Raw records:
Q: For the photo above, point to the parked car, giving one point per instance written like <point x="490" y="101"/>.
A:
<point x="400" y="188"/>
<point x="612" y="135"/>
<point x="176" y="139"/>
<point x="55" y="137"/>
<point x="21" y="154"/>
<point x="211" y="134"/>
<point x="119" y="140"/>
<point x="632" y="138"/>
* * *
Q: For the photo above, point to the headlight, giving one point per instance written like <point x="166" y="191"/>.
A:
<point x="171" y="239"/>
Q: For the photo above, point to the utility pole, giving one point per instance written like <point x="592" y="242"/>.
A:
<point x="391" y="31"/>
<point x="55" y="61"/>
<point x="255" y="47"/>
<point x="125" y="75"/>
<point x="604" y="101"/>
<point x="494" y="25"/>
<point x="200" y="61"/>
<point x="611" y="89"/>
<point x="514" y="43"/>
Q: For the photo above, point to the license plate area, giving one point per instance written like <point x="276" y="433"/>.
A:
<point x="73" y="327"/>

Problem description:
How many lines in the records above contain the string "instance"? Case counts, so match capitals and lowercase letters as given, and reply with only the number.

Answer in full:
4